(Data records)
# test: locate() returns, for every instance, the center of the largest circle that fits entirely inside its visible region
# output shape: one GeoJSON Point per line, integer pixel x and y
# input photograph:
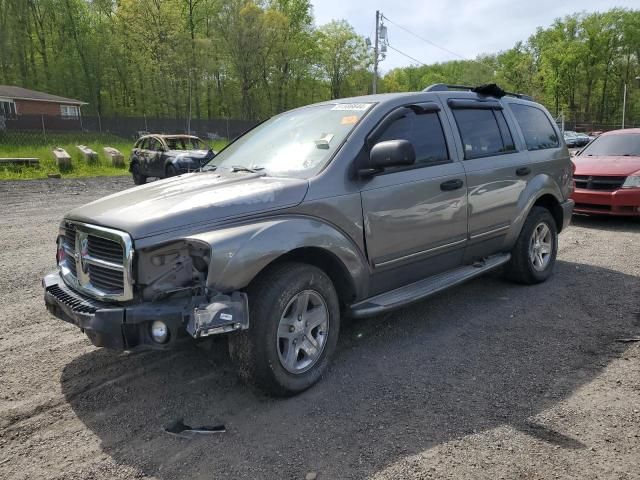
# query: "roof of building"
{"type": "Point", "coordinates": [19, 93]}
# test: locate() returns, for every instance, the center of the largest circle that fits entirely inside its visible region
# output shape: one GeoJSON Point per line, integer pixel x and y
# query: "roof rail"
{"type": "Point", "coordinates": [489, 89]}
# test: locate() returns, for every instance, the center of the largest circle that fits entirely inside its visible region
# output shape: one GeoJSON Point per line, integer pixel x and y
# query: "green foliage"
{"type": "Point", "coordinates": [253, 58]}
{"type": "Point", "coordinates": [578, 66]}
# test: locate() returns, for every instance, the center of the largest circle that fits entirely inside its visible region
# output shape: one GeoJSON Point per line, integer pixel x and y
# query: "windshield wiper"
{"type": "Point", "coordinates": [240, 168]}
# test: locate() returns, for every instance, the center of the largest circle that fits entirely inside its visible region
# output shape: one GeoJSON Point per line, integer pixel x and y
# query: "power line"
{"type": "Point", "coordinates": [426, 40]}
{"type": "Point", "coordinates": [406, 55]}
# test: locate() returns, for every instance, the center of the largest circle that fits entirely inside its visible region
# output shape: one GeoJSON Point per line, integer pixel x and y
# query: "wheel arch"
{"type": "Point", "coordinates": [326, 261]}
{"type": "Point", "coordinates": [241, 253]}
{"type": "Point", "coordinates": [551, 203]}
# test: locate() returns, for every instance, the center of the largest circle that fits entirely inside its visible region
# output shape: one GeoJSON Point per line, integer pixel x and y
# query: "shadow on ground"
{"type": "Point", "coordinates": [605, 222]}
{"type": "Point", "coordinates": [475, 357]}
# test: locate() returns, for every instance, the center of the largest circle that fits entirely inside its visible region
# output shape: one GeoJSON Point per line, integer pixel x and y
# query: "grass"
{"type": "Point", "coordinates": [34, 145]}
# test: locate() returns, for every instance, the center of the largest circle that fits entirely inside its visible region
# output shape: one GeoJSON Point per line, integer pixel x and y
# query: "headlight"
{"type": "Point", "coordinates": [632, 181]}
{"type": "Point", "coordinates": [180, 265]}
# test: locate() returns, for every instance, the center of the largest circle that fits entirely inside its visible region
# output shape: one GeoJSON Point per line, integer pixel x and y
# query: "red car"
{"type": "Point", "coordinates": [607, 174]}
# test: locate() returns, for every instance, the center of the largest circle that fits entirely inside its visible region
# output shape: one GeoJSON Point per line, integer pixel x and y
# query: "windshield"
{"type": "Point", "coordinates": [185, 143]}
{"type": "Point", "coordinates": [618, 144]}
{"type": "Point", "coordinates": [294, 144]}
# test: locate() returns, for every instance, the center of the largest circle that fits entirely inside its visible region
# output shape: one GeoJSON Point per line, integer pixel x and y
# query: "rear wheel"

(What the task requires) Report each line of the records above that contains the string "query".

(Output)
# query: "roof of building"
# query: "roof rail"
# query: "green foliage"
# query: "windshield wiper"
# query: "power line"
# query: "wheel arch"
# query: "shadow on ground"
# query: "grass"
# query: "headlight"
# query: "red car"
# query: "windshield"
# query: "rear wheel"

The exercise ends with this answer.